» **Task prompt**
Gather every line of the material below that contains the word "bird" and copy each of those lines out.

» **Supplied records**

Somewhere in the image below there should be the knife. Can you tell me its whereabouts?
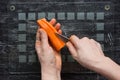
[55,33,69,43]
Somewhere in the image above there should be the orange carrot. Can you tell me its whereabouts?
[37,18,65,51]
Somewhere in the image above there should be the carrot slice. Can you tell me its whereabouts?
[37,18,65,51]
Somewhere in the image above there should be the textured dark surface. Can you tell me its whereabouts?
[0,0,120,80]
==
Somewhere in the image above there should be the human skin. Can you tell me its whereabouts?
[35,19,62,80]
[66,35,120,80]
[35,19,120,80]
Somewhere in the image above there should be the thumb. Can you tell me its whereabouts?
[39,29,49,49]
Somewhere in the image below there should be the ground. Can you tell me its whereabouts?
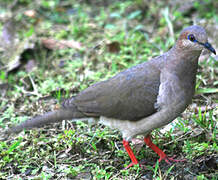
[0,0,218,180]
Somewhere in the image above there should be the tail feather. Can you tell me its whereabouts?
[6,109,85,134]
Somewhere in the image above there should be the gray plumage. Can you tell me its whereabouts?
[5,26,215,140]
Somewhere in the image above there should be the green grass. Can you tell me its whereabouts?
* * *
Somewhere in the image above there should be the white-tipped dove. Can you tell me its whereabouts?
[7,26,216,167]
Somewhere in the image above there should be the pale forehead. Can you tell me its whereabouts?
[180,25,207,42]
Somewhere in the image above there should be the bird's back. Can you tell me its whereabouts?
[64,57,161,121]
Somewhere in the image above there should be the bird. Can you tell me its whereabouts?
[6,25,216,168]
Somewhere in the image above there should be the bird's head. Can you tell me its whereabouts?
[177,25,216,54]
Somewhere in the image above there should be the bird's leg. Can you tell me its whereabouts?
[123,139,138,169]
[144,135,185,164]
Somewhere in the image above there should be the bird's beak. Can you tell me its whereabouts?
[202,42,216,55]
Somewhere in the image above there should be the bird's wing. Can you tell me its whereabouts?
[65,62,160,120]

» **Answer in full**
Somewhere in the image above there should be the bird's back. Can you tell me its whereabouts?
Somewhere in the image above there should be the bird. Can you tell me its whereabouts?
Somewhere in the image above there should be the bird's head. Can you tell me its whereabouts?
Somewhere in the image above there should be the bird's leg. Can you tell me its whereabouts?
Somewhere in the image above there should be the bird's beak. Can you tell me its whereabouts?
Somewhere in the image above there should be the bird's wing. Can you tell me its whereabouts?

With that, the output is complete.